The request:
Please recast all of the material below as a numbered list, leaving out any blank lines.

Data listing:
--

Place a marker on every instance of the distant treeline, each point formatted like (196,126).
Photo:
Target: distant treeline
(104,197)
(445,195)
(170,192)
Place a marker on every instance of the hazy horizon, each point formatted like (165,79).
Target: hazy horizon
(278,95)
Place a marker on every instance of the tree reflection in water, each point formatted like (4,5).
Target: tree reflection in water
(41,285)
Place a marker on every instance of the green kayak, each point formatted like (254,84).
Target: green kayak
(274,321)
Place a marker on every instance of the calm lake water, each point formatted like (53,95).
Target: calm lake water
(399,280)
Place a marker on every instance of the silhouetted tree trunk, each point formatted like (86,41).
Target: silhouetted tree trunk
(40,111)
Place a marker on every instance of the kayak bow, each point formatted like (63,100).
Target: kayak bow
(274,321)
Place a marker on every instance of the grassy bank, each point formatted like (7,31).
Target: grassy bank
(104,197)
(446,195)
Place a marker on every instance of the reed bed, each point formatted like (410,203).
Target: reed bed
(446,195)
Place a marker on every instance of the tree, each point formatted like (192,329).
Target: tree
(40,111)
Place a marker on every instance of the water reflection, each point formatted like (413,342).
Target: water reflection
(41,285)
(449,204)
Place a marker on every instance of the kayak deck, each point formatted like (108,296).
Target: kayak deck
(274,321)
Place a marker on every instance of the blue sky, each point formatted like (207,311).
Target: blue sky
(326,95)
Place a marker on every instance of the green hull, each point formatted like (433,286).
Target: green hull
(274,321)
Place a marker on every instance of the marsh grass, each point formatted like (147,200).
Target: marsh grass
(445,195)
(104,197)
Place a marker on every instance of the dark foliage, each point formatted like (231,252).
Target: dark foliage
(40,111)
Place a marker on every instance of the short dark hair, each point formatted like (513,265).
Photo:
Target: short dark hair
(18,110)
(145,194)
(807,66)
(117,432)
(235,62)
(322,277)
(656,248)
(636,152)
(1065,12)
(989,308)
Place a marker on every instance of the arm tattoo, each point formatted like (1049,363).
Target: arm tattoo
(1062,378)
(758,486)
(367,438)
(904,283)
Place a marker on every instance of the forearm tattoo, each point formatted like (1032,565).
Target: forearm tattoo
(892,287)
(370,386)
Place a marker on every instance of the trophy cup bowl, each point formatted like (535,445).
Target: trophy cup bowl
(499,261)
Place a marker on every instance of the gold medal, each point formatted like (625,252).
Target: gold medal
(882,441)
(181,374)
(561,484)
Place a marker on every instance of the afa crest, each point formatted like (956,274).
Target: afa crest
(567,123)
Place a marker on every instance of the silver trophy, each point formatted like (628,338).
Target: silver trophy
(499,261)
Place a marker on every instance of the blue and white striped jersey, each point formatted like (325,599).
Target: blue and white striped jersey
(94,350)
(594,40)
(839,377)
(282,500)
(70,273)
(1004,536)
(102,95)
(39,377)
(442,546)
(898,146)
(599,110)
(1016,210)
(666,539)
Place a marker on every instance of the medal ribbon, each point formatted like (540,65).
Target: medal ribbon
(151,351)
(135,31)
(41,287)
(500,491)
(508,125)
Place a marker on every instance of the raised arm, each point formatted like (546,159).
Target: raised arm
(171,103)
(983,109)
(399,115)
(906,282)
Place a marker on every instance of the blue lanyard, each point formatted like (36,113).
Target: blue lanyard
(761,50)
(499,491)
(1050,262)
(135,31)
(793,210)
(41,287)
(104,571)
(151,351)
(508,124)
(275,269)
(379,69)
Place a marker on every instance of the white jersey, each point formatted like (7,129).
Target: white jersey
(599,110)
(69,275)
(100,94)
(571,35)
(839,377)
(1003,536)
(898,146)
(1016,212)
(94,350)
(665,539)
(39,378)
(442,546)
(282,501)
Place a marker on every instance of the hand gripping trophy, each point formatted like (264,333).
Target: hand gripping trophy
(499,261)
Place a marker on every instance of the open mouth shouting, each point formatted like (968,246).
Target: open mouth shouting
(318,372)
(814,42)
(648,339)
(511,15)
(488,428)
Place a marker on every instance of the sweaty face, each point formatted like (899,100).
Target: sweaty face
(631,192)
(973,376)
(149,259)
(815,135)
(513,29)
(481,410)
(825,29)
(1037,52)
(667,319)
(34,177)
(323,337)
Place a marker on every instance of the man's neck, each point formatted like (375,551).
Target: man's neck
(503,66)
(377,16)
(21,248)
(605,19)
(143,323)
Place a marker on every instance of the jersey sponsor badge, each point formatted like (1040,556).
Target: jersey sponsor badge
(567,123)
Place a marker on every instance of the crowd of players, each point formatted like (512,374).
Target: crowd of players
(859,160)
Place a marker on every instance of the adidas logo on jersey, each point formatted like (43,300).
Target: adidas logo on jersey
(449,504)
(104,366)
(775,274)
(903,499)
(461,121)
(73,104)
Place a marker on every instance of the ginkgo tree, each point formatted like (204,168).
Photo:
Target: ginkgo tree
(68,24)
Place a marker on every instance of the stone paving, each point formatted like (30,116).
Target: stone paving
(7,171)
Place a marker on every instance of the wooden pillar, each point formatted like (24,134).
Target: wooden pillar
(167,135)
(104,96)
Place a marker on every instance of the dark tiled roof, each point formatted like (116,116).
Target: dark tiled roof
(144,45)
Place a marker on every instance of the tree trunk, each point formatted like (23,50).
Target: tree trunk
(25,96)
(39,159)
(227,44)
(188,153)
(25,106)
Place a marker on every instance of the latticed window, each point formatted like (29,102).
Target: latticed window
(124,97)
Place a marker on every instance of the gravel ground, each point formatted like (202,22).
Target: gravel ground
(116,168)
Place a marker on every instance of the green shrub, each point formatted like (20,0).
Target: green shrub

--

Solution to this task:
1. Place a marker on every instance of the distant treeline, each point formatted like (196,126).
2. Photo:
3. Target: distant treeline
4. (104,197)
5. (445,195)
6. (170,192)
7. Place a marker on every instance of the hazy horizon, each point formatted like (165,79).
8. Target: hazy horizon
9. (278,95)
10. Place a marker on every instance of the tree reflection in water, each point formatted like (4,5).
11. Target: tree reflection in water
12. (41,285)
13. Place a marker on every instance of the green kayak, each point formatted like (254,84).
14. Target: green kayak
15. (274,321)
16. Place a marker on every instance of the calm lake water, each point formatted like (53,95).
17. Target: calm lake water
18. (399,280)
19. Place a marker on every instance of the silhouetted tree trunk, each point formatted like (86,41).
20. Target: silhouetted tree trunk
21. (40,111)
22. Place a marker on every instance of the kayak bow, each point formatted like (63,100).
23. Target: kayak bow
24. (274,321)
25. Place a marker on every instance of the grassy bank, each point formatted like (7,31).
26. Target: grassy bank
27. (104,197)
28. (446,195)
29. Place a marker on every instance of the reed bed, each point formatted like (410,203).
30. Target: reed bed
31. (446,195)
32. Place a marker on every instance of the tree, each point formatted like (192,329).
33. Target: tree
34. (40,111)
35. Place a marker on every instance of the water reflection, each point formatted like (413,342).
36. Target: water reflection
37. (41,285)
38. (449,204)
39. Place a marker on every instance of the kayak deck, each point formatted like (108,296).
40. Target: kayak deck
41. (274,321)
42. Place a marker on every instance of the blue sky, each point formatted like (207,311).
43. Target: blue sky
44. (326,95)
45. Place a marker on every instance of the green hull, each point formatted like (433,286).
46. Target: green hull
47. (274,321)
48. Place a marker on every instance of the marsh grass, each point formatted like (147,200).
49. Target: marsh grass
50. (445,195)
51. (104,197)
52. Place a marker on every instance of the dark foliage, each point formatted like (231,252).
53. Target: dark foliage
54. (40,111)
55. Place a marker on every instance of the short dark hair, each point formatted like (513,265).
56. Photo:
57. Target: short dark hair
58. (18,110)
59. (145,194)
60. (807,66)
61. (117,432)
62. (235,62)
63. (322,277)
64. (656,248)
65. (636,152)
66. (1065,12)
67. (989,308)
68. Place a marker on every instance of the arm tattoo, each point formatted like (1049,363).
69. Target: arm tattoo
70. (1062,378)
71. (758,486)
72. (367,438)
73. (904,283)
74. Place a marker on every instance of the forearm tattoo, each point formatted like (1032,565).
75. Target: forearm tattoo
76. (892,287)
77. (370,386)
78. Place a marker on every instance of the trophy cup bowl, each point formatted like (535,445).
79. Target: trophy cup bowl
80. (499,261)
81. Place a marker on every instance of the gold medal, each point formatted like (625,252).
82. Target: gold medal
83. (882,441)
84. (181,374)
85. (561,484)
86. Place a marker on every instance of the afa crest, each point formatted like (956,274).
87. Target: afa crest
88. (567,123)
89. Place a marker on every instance of the silver trophy, each point formatted like (628,338).
90. Target: silver trophy
91. (499,261)
92. Place a marker on every instance of the blue and white striped jersey, each point formatted like (325,599).
93. Target: blue and white striped jersey
94. (94,350)
95. (594,40)
96. (839,377)
97. (282,500)
98. (70,273)
99. (1004,536)
100. (102,95)
101. (39,377)
102. (442,546)
103. (898,146)
104. (599,110)
105. (1016,210)
106. (666,539)
107. Place a marker on every instance of the medal ribbon, each point formatted like (540,65).
108. Target: medal ribbon
109. (151,351)
110. (135,31)
111. (41,287)
112. (500,491)
113. (508,125)
114. Place a marker on every instance of the raised arm, each point formatted like (546,159).
115. Target: raised arm
116. (171,103)
117. (983,109)
118. (399,115)
119. (906,282)
120. Place a marker on every instance of the blue lanyard, each point formatted like (36,113).
121. Target: blue lanyard
122. (761,50)
123. (499,491)
124. (1050,262)
125. (135,31)
126. (793,210)
127. (41,287)
128. (104,571)
129. (151,351)
130. (508,124)
131. (275,269)
132. (379,69)
133. Place a marker on every instance of the white jersey, each point formatted like (7,129).
134. Target: white jersey
135. (599,110)
136. (69,275)
137. (100,94)
138. (571,35)
139. (839,377)
140. (1003,536)
141. (898,146)
142. (1016,212)
143. (94,350)
144. (665,539)
145. (39,378)
146. (442,546)
147. (282,501)
148. Place a marker on every instance of the hand gripping trophy, each point formatted like (264,333).
149. Target: hand gripping trophy
150. (499,261)
151. Place a marker on every instance of the open mouth shouting, each point formatted like (968,246).
152. Target: open mouth shouting
153. (318,372)
154. (814,42)
155. (648,339)
156. (511,15)
157. (488,428)
158. Place a marker on every instance of the sweaty face, each point formatted like (899,100).
159. Target: sweaty face
160. (631,192)
161. (973,376)
162. (149,259)
163. (815,135)
164. (513,29)
165. (481,410)
166. (825,29)
167. (1037,52)
168. (667,319)
169. (34,177)
170. (323,337)
171. Place a marker on every instance of the man's neck, each point formatted like (375,551).
172. Target: man's neck
173. (503,66)
174. (377,16)
175. (21,248)
176. (605,19)
177. (143,323)
178. Place a marker on every instance of the jersey sponsor badge, each point formatted like (1040,556).
179. Target: jersey sponsor badge
180. (567,123)
181. Place a marker on every instance of the crowd of players, each point formatted like (512,374).
182. Target: crowd of players
183. (859,160)
184. Place a marker on every instance of the adidas logo on jersey, each point formatted like (43,300).
185. Target: adidas logo on jersey
186. (449,504)
187. (104,366)
188. (775,274)
189. (903,499)
190. (461,121)
191. (73,104)
192. Place a marker on every instance of the ginkgo tree, each point formatted like (204,168).
193. Photo:
194. Target: ginkgo tree
195. (68,24)
196. Place a marker on every instance of the stone paving, each point formatted like (30,116).
197. Target: stone paving
198. (7,171)
199. Place a marker on every instance of the wooden pillar, each point formatted like (24,134).
200. Target: wooden pillar
201. (167,135)
202. (104,96)
203. Place a marker on every instance of the dark tiled roof, each point formatted like (116,116).
204. Target: dark tiled roof
205. (144,45)
206. Place a marker on every instance of the tree trunk, each point formatted like (23,50).
207. Target: tree trunk
208. (25,96)
209. (39,159)
210. (227,44)
211. (188,153)
212. (25,106)
213. Place a marker on every instance of the latticed window, each point formatted like (29,102).
214. Target: latticed window
215. (124,97)
216. Place a marker on every instance of the gravel ground, each point formatted like (202,22).
217. Target: gravel ground
218. (116,168)
219. Place a marker on every instance of the green shrub, each point formatted like (20,0).
220. Target: green shrub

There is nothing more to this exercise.